▶ _QUOTED PASSAGE_:

--------

I used Plex for my home media for almost a year, then it stopped playing nice for reasons I gave up on diagnosing. While looking at alternatives, I found Jellyfin which is much more responsive, IMO, and the UI is much nicer as well.
It gets relegated to playing Fraggle Rock and Bluey on repeat for my kiddo these days, but I am absolutely in love with the software.
What are some other FOSS gems that are a better experience UX/UI-wise than their proprietary counterparts?
EDIT: Autocorrect turned something into “smaller” instead of what I meant it to be when I wrote this post, and I can’t remember what I meant for it to say so it got axed instead.
Blender. I feel pretty confident in saying that there is simply nothing like it in the commercial world. Its feature set is unreal; its like the swiss army knife of 3D modelling programs. I can’t say enough good things about Blender. It has replaced so many secondary programs in my workflow and is slowly dominating to become my entire workflow.
It used to suck to use in the late 2010s and then work was done to overhaul its space-shuttle cockpit interface, and now it actually feels concise and usable. I freaking love blender now. Big time blender fanboy right here.
As someone who gave up on Blender back in the 2010’s, I may need to revisit it.
You definitely should, it is lightyears improved
A lightyear is a distance. Not a time.
Isn’t distance more suitable to describe an improvement than time? Don’t find anything wrong with that comment.
“It is better by a mile” vs “It is better by three hours”
Good point. I guess it depends on the interpretation. If you consider that developments take time, be it developments in software, technology, research or whatever, then saying something like “this software is years ahead of its time” sounds appropriate.
That’s how I read the comment. Additionally, given that it’s a common misconception that a lightyear describes a timespan, I felt the urge to be a smartass.
But you typically can’t influence time, while you can influence distance travelled. The faster car will get you further in the same time than a slower car. So IMO distance (travelled) is the better measurement.
To continue dissecting this, since I don’t have anything better to do right now:
What you do in that time depends. If you drive a faster car, sure, you’ll travel a further distance in less time than a slower car. If you use the same car however, the distance is as meaningful as the time for a symbol of progress. Since technological and scientific advancements in general don’t depend on people driving around in cars, but on people investing a lot of time and effort, I would prefer time as a measurement.
Usually, if we think about scientific, technological or cultural progress, we tend to judge based on time and not on distance. For example, consider some indigenous cultures which live their lifes isolated from the rest of the world. They are often compared to primitive “stoneage”-like cultures. We specifically use time as a measure.
However, I am not completely opposed to agreeing with you. I think it depends on what you want to emphasize. A distance can be useful for reflecting some aspects in which, e.g., a software, takes the lead compared to alternatives. Then again, time would be better suited to highlight very innovative features or significant futuristic advancements which may have groundbreaking qualities.
And if someone is already using “lightyears” as a measure, I think that’s already an amount of improvement which deserves a time-based phrasing.
Anyway, I see good points for both and I am no longer interested in this. Take it or leave it. I don’t care anymore.

--------

In the thread on open-source software, what media does Jellyfin mostly play these days? The rows that follow have no connection to the thread on open-source software.

--------

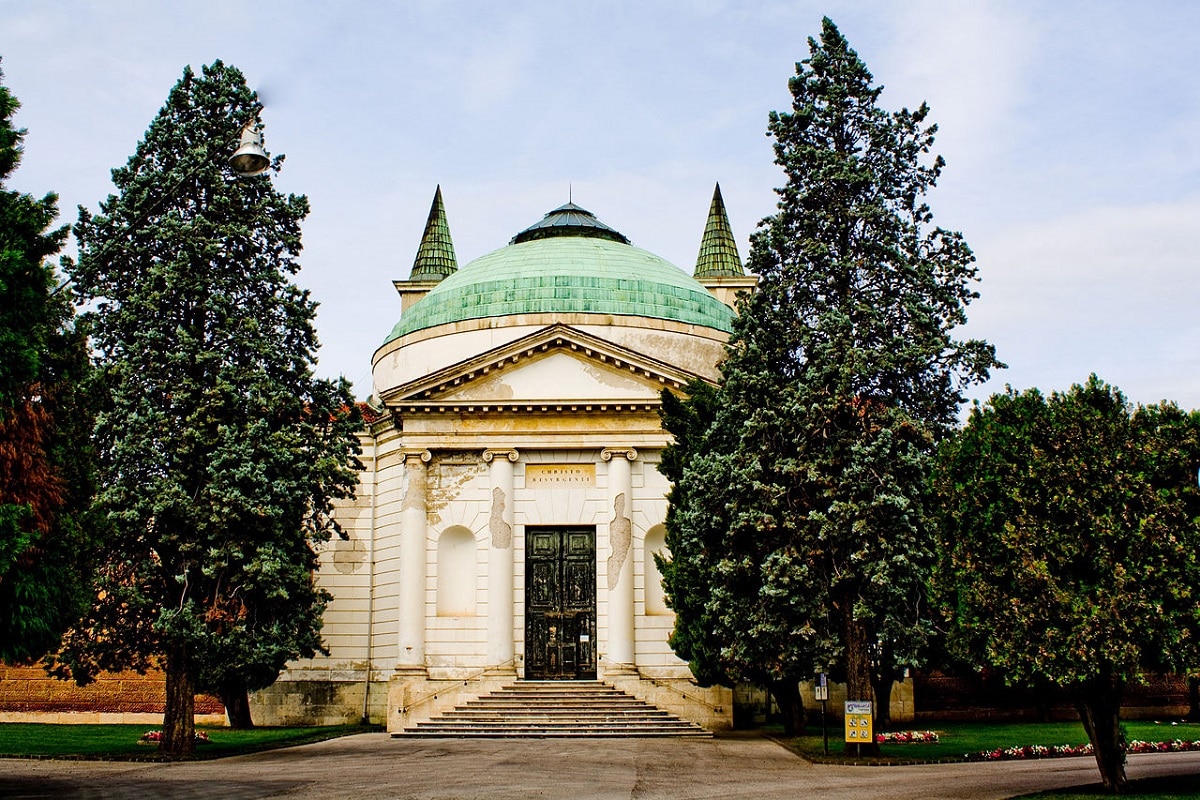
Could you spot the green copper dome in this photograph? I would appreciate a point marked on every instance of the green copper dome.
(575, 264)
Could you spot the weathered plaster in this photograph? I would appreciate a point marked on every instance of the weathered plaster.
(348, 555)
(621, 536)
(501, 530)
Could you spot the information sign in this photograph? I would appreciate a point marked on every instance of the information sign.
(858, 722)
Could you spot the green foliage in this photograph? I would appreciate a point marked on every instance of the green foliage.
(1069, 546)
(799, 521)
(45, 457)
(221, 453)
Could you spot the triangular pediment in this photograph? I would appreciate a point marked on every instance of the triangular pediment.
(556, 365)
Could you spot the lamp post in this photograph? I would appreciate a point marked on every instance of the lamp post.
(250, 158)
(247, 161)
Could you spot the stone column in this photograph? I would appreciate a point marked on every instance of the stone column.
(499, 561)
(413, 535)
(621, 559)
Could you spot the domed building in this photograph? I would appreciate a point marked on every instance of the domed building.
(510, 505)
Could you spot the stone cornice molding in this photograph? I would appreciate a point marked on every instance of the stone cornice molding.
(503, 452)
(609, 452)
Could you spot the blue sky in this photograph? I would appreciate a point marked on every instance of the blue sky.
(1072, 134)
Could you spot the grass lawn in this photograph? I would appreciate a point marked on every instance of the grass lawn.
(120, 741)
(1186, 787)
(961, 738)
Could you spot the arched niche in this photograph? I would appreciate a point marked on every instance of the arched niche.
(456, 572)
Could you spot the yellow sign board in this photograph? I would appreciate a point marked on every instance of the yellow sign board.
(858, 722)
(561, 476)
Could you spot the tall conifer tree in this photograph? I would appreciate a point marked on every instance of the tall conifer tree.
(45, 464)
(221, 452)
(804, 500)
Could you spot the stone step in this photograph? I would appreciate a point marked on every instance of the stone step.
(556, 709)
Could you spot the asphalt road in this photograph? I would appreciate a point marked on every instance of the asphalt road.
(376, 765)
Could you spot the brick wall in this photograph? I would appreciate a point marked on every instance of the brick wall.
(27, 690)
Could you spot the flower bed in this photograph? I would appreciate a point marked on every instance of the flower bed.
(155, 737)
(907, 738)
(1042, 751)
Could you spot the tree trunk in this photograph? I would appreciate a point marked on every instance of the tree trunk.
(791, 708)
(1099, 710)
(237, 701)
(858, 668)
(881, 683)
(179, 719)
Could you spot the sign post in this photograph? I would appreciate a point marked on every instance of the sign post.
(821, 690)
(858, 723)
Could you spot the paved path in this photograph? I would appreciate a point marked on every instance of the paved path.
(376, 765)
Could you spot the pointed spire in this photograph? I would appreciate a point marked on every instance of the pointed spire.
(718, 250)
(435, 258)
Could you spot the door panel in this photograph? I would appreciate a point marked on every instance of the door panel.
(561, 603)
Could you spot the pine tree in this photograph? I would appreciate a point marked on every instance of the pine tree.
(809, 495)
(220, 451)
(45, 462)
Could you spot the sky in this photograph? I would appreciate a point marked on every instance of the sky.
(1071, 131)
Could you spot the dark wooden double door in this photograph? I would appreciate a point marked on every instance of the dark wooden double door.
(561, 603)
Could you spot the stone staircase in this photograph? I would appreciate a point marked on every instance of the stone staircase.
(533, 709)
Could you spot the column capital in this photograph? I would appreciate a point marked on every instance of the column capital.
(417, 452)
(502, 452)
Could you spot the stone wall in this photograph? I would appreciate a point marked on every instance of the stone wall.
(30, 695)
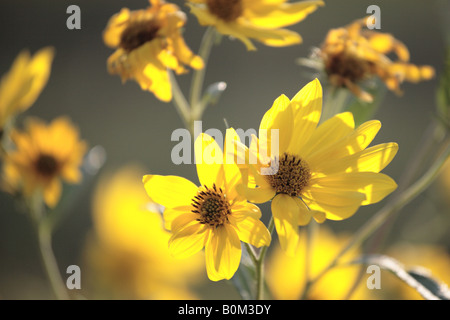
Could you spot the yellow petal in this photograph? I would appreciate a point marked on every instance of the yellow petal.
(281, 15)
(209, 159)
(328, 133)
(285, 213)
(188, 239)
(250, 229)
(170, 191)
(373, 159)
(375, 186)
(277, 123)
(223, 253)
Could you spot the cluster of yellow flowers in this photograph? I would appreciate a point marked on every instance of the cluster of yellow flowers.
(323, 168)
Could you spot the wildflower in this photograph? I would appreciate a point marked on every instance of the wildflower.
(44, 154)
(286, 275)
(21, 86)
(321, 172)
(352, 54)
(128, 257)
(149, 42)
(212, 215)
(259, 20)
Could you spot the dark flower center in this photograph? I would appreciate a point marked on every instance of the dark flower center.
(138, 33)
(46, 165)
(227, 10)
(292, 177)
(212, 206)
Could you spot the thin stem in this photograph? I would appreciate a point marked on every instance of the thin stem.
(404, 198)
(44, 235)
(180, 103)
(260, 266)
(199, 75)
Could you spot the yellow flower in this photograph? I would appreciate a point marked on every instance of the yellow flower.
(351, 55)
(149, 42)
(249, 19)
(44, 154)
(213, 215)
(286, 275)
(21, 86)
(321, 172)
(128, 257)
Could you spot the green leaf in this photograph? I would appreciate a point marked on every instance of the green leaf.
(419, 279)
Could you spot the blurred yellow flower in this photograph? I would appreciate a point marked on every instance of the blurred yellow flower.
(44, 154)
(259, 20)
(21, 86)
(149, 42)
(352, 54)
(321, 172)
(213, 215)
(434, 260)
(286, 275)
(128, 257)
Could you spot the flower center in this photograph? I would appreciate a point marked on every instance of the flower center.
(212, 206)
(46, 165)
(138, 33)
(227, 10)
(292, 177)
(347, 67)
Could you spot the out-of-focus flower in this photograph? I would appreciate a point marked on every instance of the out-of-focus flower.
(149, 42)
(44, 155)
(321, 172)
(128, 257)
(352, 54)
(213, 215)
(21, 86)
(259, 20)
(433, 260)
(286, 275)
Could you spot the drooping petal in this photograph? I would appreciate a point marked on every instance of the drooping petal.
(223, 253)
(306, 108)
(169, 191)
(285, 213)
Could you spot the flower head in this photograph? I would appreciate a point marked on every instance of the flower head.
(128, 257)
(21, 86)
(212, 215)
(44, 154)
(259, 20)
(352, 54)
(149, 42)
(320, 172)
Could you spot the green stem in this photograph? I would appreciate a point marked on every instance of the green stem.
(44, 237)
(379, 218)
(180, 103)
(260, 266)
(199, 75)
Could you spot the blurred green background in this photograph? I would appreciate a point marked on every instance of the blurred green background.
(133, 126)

--------

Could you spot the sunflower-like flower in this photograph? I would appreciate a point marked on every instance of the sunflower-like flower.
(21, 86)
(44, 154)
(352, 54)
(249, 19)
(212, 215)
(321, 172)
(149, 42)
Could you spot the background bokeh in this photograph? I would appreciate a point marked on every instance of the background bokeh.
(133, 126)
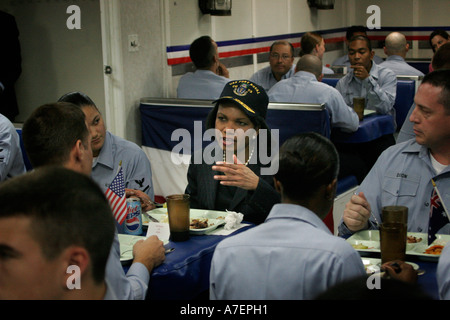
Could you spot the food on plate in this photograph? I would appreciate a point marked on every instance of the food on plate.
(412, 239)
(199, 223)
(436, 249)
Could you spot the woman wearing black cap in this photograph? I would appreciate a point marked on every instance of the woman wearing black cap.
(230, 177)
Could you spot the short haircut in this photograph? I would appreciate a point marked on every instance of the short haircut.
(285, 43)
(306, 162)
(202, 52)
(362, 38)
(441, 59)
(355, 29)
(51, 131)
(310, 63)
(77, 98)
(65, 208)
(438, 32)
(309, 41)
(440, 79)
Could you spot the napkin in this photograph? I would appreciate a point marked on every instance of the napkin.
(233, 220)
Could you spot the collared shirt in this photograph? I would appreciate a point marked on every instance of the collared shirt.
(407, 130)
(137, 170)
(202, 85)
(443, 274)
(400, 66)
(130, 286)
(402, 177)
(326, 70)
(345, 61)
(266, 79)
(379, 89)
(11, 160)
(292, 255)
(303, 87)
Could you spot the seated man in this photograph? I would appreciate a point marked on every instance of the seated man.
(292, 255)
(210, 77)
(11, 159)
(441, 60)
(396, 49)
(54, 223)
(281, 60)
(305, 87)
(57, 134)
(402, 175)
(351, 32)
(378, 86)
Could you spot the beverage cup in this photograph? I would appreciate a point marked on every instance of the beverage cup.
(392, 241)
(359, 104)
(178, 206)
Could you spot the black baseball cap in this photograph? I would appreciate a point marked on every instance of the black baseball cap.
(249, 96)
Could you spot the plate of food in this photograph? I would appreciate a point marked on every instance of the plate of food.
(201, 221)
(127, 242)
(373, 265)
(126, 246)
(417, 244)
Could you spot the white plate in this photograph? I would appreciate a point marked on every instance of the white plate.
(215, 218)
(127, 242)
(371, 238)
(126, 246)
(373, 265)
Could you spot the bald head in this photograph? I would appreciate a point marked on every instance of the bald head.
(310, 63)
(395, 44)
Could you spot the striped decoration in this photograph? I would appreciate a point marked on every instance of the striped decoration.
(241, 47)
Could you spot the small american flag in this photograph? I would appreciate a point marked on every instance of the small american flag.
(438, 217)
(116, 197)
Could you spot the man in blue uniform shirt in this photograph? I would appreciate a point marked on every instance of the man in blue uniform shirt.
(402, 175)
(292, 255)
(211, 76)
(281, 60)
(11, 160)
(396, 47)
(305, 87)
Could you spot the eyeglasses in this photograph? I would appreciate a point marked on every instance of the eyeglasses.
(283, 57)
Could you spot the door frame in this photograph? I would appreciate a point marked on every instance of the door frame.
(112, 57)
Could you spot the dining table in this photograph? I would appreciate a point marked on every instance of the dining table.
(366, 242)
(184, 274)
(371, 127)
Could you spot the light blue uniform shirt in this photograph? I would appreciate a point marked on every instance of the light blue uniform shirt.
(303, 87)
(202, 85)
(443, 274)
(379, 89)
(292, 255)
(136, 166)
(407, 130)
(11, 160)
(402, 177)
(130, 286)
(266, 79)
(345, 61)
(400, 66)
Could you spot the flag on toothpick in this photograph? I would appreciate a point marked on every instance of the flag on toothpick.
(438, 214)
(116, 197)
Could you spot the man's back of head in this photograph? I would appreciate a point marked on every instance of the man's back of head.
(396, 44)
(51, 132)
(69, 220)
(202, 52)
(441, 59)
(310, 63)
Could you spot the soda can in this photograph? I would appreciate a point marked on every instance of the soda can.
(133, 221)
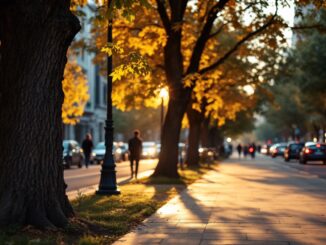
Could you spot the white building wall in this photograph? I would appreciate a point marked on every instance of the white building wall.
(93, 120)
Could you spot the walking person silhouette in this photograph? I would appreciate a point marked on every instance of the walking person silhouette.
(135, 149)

--------

▶ _EXERCISE ANSWER_: Fraggle Rock and Bluey, on repeat for the poster's kiddo.